[Recorded information Boundary: Start]
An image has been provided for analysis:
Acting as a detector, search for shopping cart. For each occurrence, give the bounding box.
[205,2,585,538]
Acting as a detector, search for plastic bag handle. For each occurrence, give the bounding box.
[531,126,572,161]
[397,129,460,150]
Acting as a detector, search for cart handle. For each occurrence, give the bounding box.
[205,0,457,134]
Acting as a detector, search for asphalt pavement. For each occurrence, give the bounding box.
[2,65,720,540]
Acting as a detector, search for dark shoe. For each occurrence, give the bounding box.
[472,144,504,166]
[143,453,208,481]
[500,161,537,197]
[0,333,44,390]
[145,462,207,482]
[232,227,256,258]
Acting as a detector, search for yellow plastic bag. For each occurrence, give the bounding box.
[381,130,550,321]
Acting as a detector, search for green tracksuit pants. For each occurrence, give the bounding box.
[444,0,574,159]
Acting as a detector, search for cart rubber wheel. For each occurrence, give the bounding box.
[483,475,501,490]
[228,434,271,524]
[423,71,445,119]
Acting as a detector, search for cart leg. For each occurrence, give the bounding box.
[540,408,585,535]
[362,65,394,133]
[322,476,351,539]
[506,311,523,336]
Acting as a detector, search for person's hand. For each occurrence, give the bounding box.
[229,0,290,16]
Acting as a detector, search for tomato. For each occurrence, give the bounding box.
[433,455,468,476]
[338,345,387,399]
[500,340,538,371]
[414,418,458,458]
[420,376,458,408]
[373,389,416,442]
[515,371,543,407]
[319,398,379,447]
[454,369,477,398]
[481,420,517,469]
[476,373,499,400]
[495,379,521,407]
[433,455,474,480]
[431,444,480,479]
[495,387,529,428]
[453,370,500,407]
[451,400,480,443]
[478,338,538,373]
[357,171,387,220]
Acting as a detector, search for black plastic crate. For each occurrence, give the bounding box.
[Recorded information Boundary: End]
[Recorded information Boundary: Start]
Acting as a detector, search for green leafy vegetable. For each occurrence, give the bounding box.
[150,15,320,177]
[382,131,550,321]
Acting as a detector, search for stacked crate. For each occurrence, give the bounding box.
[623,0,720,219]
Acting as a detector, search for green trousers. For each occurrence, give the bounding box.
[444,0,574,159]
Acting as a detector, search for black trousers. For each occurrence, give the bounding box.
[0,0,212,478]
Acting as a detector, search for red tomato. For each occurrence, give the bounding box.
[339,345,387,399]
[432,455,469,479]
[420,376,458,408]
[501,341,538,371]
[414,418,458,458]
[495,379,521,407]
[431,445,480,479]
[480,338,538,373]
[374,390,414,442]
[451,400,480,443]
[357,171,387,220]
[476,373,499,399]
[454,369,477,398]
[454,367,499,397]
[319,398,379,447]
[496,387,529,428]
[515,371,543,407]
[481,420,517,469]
[Recorded information Boundary: End]
[Recorded information Boundary: Start]
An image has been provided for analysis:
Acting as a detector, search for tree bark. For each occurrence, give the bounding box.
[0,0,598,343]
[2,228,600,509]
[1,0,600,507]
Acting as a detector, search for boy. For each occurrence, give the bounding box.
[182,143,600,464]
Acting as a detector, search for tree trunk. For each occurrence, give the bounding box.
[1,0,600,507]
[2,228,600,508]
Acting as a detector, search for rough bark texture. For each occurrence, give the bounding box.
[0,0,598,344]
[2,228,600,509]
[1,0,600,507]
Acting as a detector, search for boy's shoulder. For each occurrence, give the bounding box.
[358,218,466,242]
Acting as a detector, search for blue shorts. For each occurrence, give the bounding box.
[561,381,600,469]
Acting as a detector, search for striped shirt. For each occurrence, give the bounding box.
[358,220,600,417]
[Recorded information Boundary: End]
### Required work:
Begin with the line above that has "Acting as a detector, search for yellow" and continue through the line that has "Acting as a detector, search for black plastic", setting each one down exactly. Stop there.

### Problem solution:
Acting as a detector, search for yellow plastic bag. For each occurrence, give the bounding box.
[381,130,550,321]
Acting as a detector, search for green tracksuit pants. For each occurrence, give the bounding box.
[444,0,574,159]
Acting as a detector, search for cart rubber wheel. For each occurrence, give the bounding box.
[483,475,501,490]
[228,434,271,524]
[423,71,445,119]
Acting as a detector, search for cart leg. For each occurrence, give the bounding box.
[540,408,585,535]
[362,65,394,133]
[322,476,351,539]
[506,311,523,336]
Acting as a detector, search for person's hand. For each occurrence, give the bounding box.
[229,0,290,16]
Acting as a detector, search for tomato. For each occurrence, give the bounding box.
[433,455,468,476]
[338,345,387,399]
[500,340,538,371]
[414,418,458,458]
[420,376,458,408]
[373,389,416,442]
[515,371,543,407]
[319,398,379,447]
[454,369,477,398]
[481,420,517,469]
[476,373,499,400]
[495,379,521,407]
[433,455,474,480]
[431,444,480,479]
[495,387,529,428]
[453,370,500,407]
[451,400,480,443]
[478,338,538,373]
[357,171,387,220]
Acting as a detector, search for black plastic crate. For each occurrence, give the bounding box.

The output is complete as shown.